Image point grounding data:
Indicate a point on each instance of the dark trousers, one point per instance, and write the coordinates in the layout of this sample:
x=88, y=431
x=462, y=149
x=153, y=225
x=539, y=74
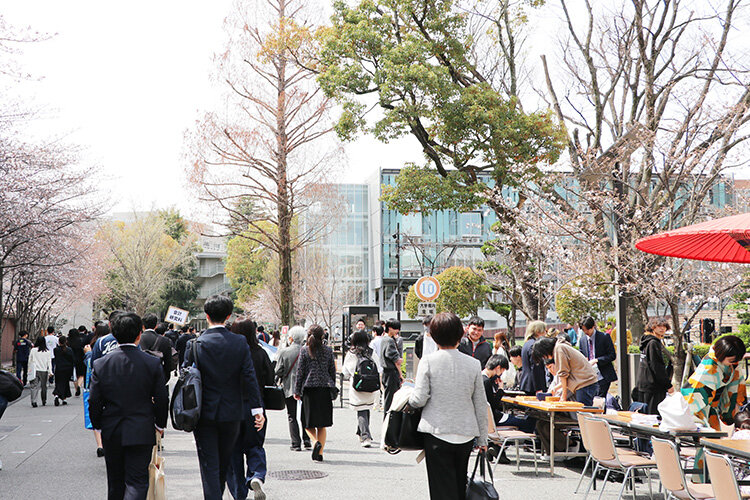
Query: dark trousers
x=447, y=466
x=215, y=442
x=363, y=424
x=127, y=469
x=249, y=446
x=294, y=426
x=22, y=367
x=391, y=383
x=603, y=388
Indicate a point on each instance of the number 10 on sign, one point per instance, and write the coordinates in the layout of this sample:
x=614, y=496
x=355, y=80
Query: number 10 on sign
x=427, y=289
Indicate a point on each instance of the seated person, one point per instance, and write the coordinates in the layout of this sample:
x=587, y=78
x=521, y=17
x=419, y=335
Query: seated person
x=511, y=378
x=493, y=388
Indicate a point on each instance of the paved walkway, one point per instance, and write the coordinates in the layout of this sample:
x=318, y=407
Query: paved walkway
x=46, y=453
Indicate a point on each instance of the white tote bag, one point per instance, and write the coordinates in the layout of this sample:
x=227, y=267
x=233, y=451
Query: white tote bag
x=157, y=484
x=675, y=414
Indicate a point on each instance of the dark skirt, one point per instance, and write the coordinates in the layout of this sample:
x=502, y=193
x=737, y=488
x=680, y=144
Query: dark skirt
x=62, y=382
x=317, y=407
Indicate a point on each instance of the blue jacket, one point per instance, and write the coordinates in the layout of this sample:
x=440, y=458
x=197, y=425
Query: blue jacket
x=227, y=375
x=533, y=376
x=604, y=350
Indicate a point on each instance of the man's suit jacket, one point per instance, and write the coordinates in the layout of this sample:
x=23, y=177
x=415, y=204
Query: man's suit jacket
x=604, y=350
x=128, y=396
x=152, y=341
x=227, y=374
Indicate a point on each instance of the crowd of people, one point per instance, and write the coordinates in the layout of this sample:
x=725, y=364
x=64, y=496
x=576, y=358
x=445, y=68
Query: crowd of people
x=124, y=364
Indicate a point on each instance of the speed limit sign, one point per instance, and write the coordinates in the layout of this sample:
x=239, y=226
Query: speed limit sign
x=427, y=289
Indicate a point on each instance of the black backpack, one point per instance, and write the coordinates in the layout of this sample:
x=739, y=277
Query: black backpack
x=10, y=387
x=366, y=377
x=185, y=408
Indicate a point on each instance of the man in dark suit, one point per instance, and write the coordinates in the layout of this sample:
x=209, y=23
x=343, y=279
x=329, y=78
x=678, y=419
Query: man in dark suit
x=600, y=351
x=228, y=378
x=153, y=341
x=128, y=403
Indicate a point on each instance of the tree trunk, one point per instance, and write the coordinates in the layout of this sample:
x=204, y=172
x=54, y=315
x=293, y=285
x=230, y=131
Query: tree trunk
x=678, y=359
x=286, y=300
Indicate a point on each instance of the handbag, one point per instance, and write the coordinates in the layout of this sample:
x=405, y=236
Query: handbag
x=86, y=419
x=273, y=398
x=157, y=484
x=480, y=488
x=401, y=431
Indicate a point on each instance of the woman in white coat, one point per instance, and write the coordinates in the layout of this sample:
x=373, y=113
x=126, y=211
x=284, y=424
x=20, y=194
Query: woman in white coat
x=40, y=368
x=361, y=401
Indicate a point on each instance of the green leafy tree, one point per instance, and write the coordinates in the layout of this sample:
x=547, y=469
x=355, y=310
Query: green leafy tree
x=418, y=59
x=462, y=291
x=585, y=296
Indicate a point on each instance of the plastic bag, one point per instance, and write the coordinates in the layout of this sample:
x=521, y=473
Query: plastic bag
x=675, y=414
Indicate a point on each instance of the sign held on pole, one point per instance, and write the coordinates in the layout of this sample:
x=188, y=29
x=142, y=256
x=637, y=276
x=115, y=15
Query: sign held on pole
x=427, y=289
x=177, y=316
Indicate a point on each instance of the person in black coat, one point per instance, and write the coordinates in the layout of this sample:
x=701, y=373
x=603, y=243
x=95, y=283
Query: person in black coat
x=63, y=371
x=654, y=373
x=229, y=386
x=532, y=378
x=156, y=342
x=249, y=446
x=128, y=402
x=600, y=351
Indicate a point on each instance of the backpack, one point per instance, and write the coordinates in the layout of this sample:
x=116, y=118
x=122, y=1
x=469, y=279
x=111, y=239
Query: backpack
x=185, y=407
x=10, y=387
x=366, y=377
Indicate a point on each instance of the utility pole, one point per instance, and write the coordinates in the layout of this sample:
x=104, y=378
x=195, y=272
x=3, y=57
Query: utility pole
x=397, y=237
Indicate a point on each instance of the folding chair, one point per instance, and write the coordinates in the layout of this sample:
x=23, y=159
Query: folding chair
x=504, y=435
x=673, y=477
x=608, y=457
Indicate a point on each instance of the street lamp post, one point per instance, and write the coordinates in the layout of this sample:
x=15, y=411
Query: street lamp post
x=397, y=237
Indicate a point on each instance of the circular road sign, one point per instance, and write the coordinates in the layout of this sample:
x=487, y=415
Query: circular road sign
x=427, y=289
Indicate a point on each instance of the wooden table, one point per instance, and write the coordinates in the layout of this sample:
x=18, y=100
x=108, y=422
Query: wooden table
x=548, y=411
x=734, y=447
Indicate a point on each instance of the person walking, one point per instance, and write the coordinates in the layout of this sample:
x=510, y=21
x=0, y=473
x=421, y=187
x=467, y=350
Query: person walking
x=76, y=344
x=64, y=365
x=128, y=403
x=21, y=350
x=249, y=446
x=450, y=391
x=654, y=371
x=533, y=378
x=52, y=342
x=181, y=344
x=316, y=376
x=600, y=351
x=156, y=344
x=229, y=385
x=40, y=367
x=361, y=402
x=391, y=357
x=286, y=364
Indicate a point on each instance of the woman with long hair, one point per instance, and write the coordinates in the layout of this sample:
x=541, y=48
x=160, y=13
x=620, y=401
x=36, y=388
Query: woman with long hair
x=40, y=368
x=249, y=445
x=360, y=401
x=316, y=376
x=64, y=365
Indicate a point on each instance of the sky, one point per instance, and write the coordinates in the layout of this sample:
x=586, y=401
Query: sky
x=124, y=81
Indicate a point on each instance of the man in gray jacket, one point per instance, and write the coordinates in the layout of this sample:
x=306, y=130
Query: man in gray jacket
x=286, y=371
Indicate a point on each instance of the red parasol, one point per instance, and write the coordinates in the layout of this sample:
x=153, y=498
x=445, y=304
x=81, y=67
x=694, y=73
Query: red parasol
x=720, y=240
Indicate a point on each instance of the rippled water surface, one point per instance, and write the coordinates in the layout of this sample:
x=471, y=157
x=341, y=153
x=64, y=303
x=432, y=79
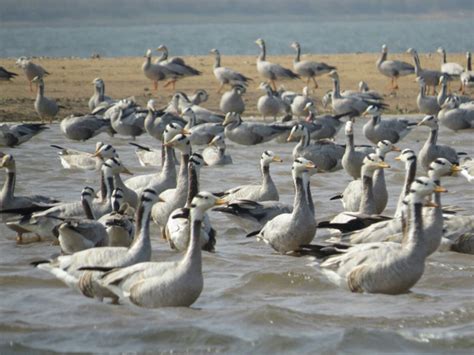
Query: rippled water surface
x=336, y=36
x=253, y=300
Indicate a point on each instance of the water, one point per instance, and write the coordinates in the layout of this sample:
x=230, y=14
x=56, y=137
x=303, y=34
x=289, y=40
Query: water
x=233, y=38
x=254, y=301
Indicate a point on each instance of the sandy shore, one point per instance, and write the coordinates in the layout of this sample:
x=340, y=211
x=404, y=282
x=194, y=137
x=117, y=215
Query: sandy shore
x=70, y=81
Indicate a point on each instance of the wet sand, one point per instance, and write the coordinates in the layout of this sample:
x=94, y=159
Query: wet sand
x=70, y=81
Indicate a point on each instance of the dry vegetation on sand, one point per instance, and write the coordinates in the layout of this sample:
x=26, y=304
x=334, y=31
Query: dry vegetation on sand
x=70, y=81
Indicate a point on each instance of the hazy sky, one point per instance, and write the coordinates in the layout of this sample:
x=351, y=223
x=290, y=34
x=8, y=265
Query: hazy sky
x=136, y=11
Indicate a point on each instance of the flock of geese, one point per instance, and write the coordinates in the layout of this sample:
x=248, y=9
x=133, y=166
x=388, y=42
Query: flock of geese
x=104, y=239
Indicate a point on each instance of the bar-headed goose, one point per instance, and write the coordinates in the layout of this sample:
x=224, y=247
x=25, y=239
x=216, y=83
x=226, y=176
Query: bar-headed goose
x=250, y=133
x=226, y=75
x=166, y=284
x=431, y=150
x=389, y=268
x=72, y=269
x=271, y=71
x=393, y=68
x=287, y=232
x=308, y=69
x=12, y=135
x=215, y=154
x=376, y=129
x=265, y=192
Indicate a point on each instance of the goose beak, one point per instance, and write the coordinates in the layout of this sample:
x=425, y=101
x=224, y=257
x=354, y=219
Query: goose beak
x=220, y=202
x=431, y=204
x=456, y=169
x=383, y=165
x=126, y=171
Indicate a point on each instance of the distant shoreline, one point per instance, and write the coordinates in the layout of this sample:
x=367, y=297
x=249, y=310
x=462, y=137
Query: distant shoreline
x=70, y=82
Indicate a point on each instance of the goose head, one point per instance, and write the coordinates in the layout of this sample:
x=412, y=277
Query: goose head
x=269, y=157
x=334, y=75
x=422, y=187
x=231, y=117
x=202, y=202
x=117, y=198
x=442, y=167
x=7, y=162
x=372, y=110
x=430, y=121
x=114, y=166
x=302, y=165
x=181, y=142
x=406, y=156
x=371, y=163
x=297, y=131
x=105, y=151
x=384, y=147
x=171, y=130
x=295, y=45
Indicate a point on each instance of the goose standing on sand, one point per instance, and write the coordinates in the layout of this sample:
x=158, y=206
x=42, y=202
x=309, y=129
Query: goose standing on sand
x=352, y=195
x=267, y=191
x=250, y=133
x=82, y=128
x=46, y=108
x=177, y=226
x=287, y=232
x=431, y=150
x=71, y=268
x=99, y=94
x=175, y=64
x=157, y=72
x=453, y=70
x=389, y=268
x=454, y=117
x=426, y=104
x=6, y=75
x=350, y=105
x=308, y=69
x=12, y=135
x=80, y=234
x=393, y=68
x=430, y=77
x=271, y=71
x=31, y=70
x=166, y=284
x=268, y=104
x=226, y=75
x=215, y=154
x=376, y=129
x=203, y=133
x=324, y=154
x=232, y=101
x=119, y=223
x=467, y=76
x=10, y=201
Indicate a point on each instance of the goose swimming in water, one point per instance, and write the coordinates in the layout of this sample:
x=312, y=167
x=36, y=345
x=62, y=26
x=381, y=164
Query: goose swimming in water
x=389, y=268
x=166, y=284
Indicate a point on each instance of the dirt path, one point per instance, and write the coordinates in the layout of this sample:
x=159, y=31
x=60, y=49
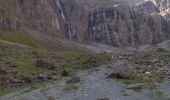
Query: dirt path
x=93, y=86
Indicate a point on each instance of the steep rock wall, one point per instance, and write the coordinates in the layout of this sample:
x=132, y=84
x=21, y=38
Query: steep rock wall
x=117, y=22
x=37, y=15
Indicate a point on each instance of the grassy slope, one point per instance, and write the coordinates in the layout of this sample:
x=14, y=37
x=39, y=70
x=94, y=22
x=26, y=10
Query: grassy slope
x=25, y=58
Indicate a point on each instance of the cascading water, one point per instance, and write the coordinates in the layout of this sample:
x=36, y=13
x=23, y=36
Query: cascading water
x=65, y=19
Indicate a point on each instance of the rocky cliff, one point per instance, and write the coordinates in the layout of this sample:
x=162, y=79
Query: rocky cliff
x=112, y=22
x=118, y=22
x=37, y=15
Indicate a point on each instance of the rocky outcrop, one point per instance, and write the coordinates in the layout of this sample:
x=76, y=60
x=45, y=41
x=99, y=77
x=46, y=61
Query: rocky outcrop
x=113, y=22
x=37, y=15
x=117, y=22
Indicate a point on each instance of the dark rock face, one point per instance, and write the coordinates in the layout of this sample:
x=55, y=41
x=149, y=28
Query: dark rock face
x=121, y=70
x=117, y=23
x=36, y=15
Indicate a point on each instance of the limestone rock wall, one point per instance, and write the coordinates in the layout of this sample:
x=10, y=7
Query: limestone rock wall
x=118, y=22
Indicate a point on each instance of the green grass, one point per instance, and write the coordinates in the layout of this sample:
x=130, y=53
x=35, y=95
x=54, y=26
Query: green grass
x=19, y=36
x=24, y=60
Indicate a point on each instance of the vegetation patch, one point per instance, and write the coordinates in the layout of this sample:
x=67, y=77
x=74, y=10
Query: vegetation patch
x=20, y=66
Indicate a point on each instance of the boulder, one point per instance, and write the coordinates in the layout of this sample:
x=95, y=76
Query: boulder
x=122, y=70
x=41, y=64
x=74, y=80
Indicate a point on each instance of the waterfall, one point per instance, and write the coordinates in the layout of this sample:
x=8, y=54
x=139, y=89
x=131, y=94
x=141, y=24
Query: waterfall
x=65, y=19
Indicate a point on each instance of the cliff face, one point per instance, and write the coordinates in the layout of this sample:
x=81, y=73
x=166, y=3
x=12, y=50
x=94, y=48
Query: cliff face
x=37, y=15
x=111, y=22
x=118, y=22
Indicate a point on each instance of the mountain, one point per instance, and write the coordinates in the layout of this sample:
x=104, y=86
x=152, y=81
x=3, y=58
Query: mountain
x=119, y=23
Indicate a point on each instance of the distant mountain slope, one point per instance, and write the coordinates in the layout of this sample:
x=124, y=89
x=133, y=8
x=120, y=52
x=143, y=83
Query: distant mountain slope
x=118, y=22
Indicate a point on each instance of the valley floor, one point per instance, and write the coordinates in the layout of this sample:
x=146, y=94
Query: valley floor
x=94, y=85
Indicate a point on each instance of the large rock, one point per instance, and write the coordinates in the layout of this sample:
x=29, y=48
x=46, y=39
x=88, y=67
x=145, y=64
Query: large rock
x=122, y=70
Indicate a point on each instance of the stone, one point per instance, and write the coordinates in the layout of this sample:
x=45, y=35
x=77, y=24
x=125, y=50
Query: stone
x=41, y=64
x=122, y=70
x=44, y=77
x=64, y=73
x=161, y=50
x=74, y=80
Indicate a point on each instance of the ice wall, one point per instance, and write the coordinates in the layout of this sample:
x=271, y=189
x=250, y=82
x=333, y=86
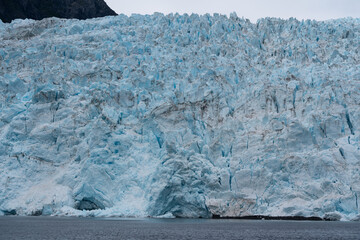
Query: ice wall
x=180, y=115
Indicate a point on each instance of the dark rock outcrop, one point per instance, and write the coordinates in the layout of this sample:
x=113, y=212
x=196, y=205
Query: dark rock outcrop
x=39, y=9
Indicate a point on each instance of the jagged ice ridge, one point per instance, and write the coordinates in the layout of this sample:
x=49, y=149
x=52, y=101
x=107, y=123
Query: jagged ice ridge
x=180, y=115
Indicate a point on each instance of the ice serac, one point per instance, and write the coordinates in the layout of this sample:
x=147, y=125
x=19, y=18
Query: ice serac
x=178, y=115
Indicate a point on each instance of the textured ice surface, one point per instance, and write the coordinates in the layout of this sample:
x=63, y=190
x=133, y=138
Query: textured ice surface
x=182, y=116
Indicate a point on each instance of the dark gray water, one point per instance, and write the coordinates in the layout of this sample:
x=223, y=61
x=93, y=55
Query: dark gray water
x=93, y=228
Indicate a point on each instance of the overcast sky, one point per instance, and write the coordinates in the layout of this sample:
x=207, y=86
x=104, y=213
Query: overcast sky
x=251, y=9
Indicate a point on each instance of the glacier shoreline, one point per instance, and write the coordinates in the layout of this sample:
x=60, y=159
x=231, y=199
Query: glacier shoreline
x=180, y=115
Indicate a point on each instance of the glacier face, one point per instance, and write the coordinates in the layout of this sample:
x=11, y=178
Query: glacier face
x=180, y=115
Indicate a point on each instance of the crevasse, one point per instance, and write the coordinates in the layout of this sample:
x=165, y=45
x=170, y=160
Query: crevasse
x=180, y=115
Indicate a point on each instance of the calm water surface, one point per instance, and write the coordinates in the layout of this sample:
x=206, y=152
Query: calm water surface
x=95, y=228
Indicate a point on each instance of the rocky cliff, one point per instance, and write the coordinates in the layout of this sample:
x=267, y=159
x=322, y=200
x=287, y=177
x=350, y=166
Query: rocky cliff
x=39, y=9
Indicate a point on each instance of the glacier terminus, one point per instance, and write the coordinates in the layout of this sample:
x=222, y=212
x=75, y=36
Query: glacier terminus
x=180, y=116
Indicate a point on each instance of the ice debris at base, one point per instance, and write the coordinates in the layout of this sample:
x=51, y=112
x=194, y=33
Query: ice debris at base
x=180, y=115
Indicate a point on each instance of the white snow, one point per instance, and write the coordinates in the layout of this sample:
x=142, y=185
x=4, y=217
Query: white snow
x=180, y=115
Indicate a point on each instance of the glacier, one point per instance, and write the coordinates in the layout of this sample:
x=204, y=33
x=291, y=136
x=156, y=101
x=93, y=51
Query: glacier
x=180, y=116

Prompt: Begin with the line above that has "x=152, y=81" and continue through the line that has "x=143, y=83", setting each one down exactly. Stop there.

Solution for this task:
x=152, y=81
x=3, y=58
Query: mountain
x=119, y=23
Indicate a point on each instance of the distant mountain slope, one point per instance, and write the coordinates in the layout of this sample:
x=124, y=89
x=133, y=8
x=120, y=52
x=143, y=83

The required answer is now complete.